◆ **Reading passage**:
[START]

# Ego is funny



## soccer50 (Aug 3, 2003)

This new member of our gym walks in today and acts all hard. Us members are all nice to each other and theres only ego when theres a tourn. Well this guy comes in with a huge ego. Talkin bout how he fought 3 people. The instructor tries to teach him proper technique. BUT, he doesnt listen. He starts doing some TV boxing punches. He has bad form, no power, but a big *** ago. When it came to sparring, he got his *** kicked. HA, every time he got hit, he has an excuse. For Example,  i hooked his jaw, and he said "ah man, my shoulder socket is kinda messed up, so u kno, i cant really block fast". I kicked his thigh, and he said "ah damn, i just ran  2 miles and i cant really lift me leg up and block"

WTF? cmmon, ur wasting ur money. U come here to learn not to show off.


----------



## rachel (Aug 3, 2003)

sounds like he's really insecure. Either that or he's just an a**.


----------



## theletch1 (Aug 4, 2003)

> sounds like he's really insecure. Either that or he's just an a**.



Rachel, that is very perceptive.  Too often guys have had their ego smashed one too many times and end up acting like that.  It often requires a Marine Corps boot camp mentality to change them...break them down to nothing and then build them back up.  I have no idea how to go about doing this myself but I saw it work wonders on Parris Island.  It may be something as simple as time for this guy to get comfortable with his classmates to be able to begin to show that he is not superman.  He may need time to begin to feel that he is proficient with the basics before he lightens up..... or he may be an a**.:shrug:


----------



## A.R.K. (Aug 5, 2003)

Ya'll are right on the money.  And it isn't limited to the MA world.  I've noticed the difference between male and female recruits in the academy when teaching firearms.  The female recruits are more open to instruction and often do extremely well.  Whereas occasionally we get a male recruit who's ego gets in the way and they do very poorly.  

Ego and learning definately do not go hand in hand.

:asian:


----------

[END]

◆ **Dataset records**:

[START]

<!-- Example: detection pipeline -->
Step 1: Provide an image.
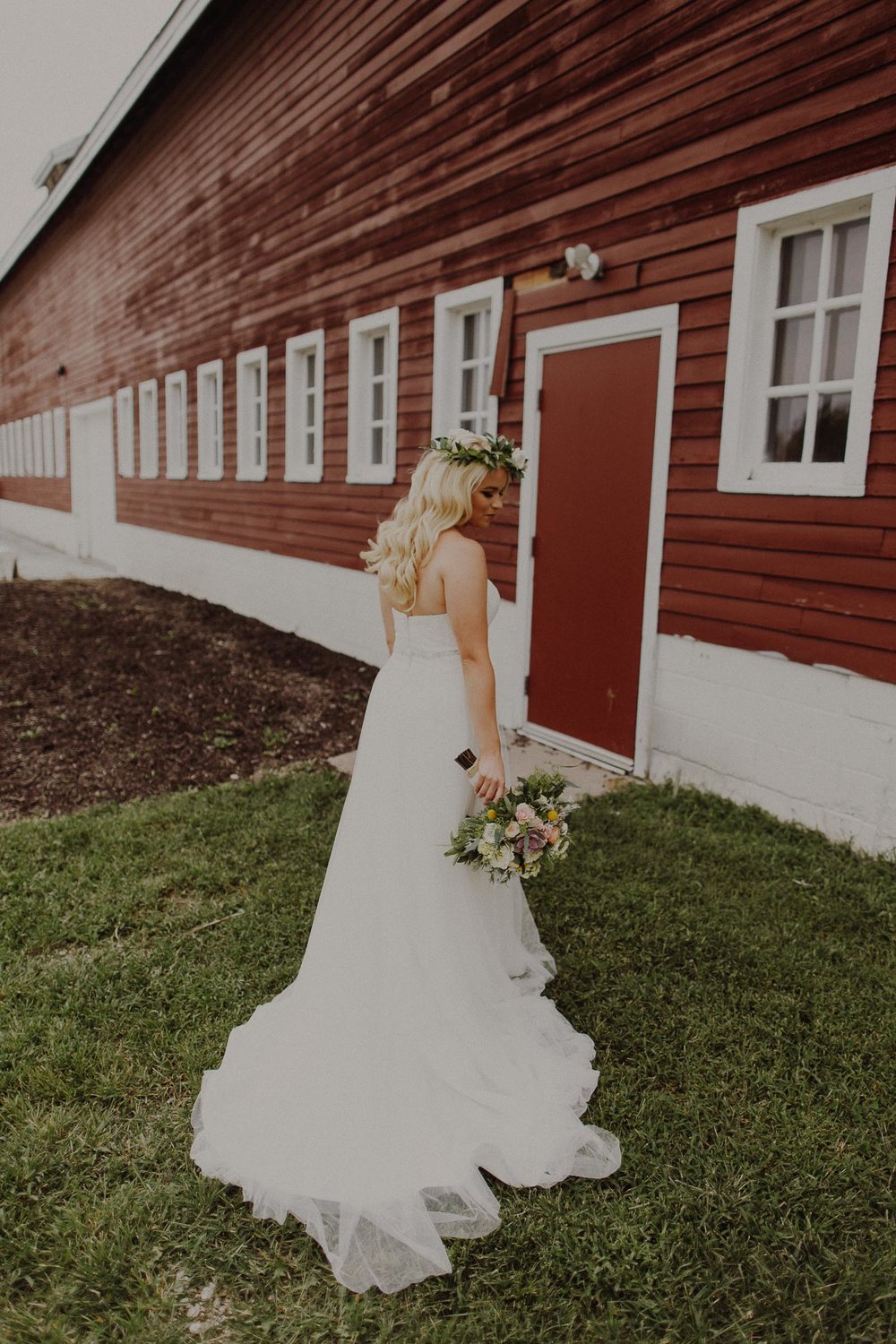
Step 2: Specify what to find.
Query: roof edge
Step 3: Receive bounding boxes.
[30,136,87,187]
[0,0,213,285]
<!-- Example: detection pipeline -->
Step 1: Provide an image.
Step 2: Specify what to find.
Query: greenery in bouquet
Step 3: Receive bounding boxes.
[444,771,579,882]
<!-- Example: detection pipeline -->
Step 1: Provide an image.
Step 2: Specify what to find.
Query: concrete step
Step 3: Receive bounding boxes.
[329,728,643,801]
[0,530,116,581]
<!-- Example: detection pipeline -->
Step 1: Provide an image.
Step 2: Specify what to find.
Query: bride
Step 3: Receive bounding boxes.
[191,432,619,1293]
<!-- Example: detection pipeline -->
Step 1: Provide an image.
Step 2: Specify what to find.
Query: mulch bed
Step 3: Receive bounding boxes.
[0,578,377,822]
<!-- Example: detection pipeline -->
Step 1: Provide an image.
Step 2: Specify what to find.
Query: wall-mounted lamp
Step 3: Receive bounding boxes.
[564,244,603,280]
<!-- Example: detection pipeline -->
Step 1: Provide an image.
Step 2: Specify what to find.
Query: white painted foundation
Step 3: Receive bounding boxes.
[0,500,896,859]
[650,634,896,857]
[0,500,521,725]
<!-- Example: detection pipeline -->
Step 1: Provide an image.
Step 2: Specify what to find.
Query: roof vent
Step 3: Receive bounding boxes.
[30,136,87,191]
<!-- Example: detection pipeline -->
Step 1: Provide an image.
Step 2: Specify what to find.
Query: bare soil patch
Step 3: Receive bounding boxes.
[0,578,377,820]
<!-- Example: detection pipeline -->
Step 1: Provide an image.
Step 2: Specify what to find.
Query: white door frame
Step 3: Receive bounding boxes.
[68,397,116,561]
[516,304,678,777]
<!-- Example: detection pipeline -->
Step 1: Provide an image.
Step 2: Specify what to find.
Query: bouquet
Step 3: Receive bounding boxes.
[444,771,579,882]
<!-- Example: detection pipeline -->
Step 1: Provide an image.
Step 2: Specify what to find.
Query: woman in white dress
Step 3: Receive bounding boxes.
[191,432,619,1293]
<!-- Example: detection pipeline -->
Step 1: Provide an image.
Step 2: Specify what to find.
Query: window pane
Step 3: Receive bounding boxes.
[374,336,385,375]
[778,228,821,308]
[831,220,868,298]
[771,316,815,387]
[766,397,807,462]
[812,392,849,462]
[461,366,478,414]
[462,314,482,359]
[821,308,858,378]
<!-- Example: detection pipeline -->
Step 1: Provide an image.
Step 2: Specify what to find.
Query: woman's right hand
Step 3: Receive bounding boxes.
[473,752,506,803]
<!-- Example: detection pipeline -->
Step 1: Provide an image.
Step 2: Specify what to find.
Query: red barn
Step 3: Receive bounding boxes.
[0,0,896,852]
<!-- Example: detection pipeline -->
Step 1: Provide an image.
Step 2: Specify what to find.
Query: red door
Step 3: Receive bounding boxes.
[527,336,659,762]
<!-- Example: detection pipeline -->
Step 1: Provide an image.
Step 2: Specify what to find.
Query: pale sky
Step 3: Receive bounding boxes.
[0,0,178,257]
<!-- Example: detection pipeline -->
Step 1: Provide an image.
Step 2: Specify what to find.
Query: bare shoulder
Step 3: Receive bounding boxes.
[433,527,485,577]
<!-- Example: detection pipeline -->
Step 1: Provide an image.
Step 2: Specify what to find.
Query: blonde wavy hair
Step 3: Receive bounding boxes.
[358,453,490,613]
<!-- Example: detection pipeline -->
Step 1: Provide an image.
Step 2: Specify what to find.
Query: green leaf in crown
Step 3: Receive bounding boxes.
[423,430,530,481]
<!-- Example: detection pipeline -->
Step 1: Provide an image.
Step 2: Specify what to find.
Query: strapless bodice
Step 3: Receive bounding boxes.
[392,580,501,663]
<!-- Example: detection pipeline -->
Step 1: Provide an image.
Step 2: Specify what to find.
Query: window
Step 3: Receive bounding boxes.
[52,406,67,476]
[40,411,56,476]
[345,308,398,484]
[22,416,33,476]
[285,328,323,481]
[165,368,186,481]
[116,387,134,476]
[137,378,159,480]
[719,168,896,495]
[237,346,267,481]
[30,413,43,476]
[433,277,504,437]
[196,359,224,481]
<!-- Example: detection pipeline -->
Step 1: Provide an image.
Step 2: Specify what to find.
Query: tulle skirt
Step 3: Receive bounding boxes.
[191,655,621,1293]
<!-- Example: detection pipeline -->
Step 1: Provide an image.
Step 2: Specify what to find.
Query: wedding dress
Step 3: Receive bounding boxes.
[191,581,621,1293]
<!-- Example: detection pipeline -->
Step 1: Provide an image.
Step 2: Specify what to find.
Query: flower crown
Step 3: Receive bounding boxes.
[425,430,530,481]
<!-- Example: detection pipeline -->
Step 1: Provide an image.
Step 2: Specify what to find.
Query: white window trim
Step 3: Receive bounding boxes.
[237,346,267,481]
[116,387,134,476]
[718,167,896,496]
[40,411,56,476]
[431,276,504,437]
[22,416,33,476]
[165,368,186,481]
[12,419,25,476]
[52,406,68,476]
[196,359,224,481]
[283,327,323,481]
[30,411,43,476]
[137,378,159,481]
[345,308,399,486]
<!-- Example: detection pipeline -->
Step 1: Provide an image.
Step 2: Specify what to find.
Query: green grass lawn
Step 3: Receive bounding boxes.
[0,769,896,1344]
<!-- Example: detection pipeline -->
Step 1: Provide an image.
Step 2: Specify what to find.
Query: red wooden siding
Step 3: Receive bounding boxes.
[0,0,896,680]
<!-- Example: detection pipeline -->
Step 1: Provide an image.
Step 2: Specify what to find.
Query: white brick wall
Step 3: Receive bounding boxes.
[650,634,896,857]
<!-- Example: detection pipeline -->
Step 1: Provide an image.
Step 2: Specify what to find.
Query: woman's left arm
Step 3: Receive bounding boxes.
[380,583,395,653]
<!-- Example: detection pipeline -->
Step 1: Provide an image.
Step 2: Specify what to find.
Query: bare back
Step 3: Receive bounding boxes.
[409,527,465,616]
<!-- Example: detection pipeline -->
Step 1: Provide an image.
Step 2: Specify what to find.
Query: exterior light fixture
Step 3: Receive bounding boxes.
[564,244,603,280]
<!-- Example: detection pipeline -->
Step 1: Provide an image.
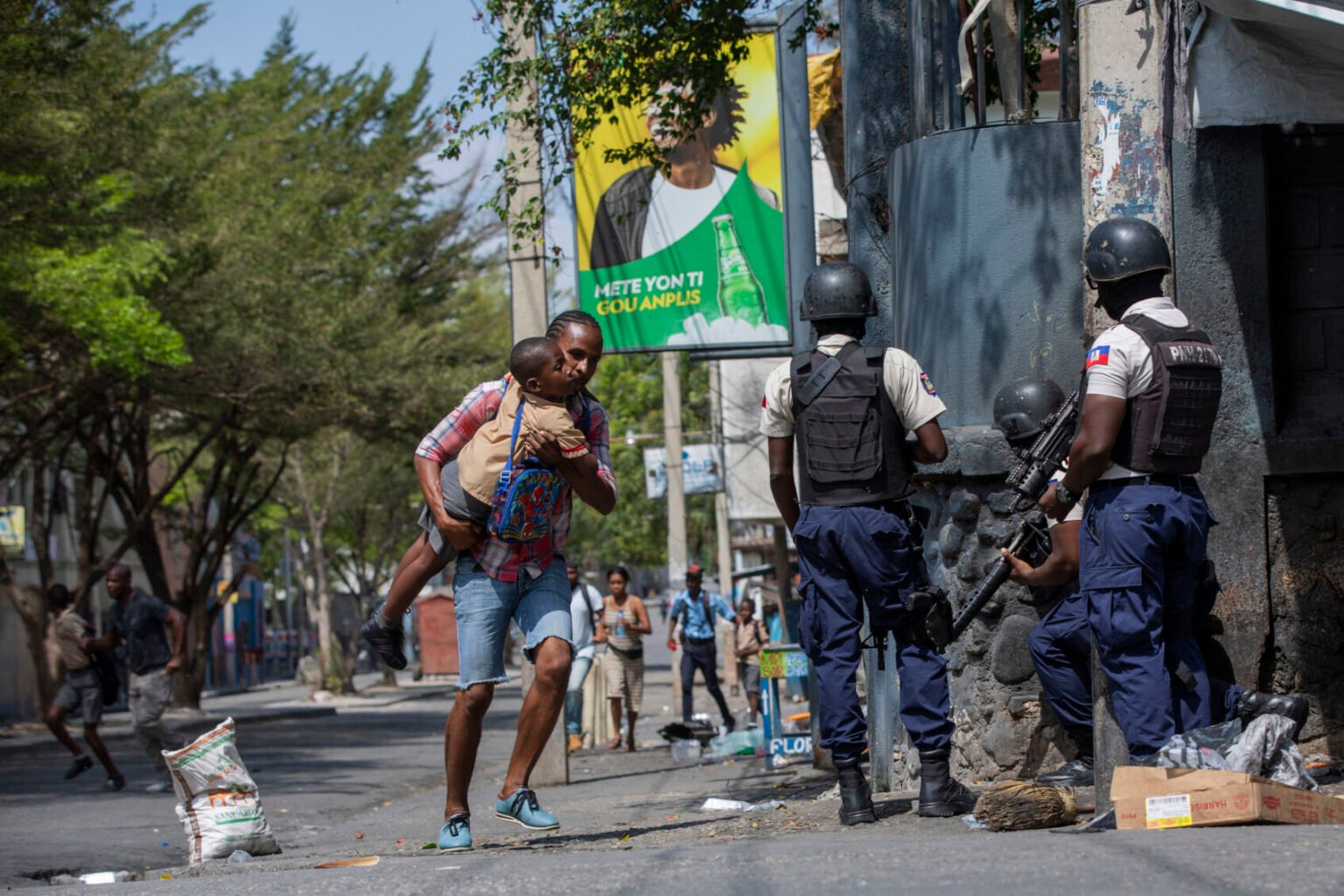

[END]

According to the forum thread on ego, where did one poster see the break-them-down-and-build-them-back-up approach work wonders?

On Parris Island.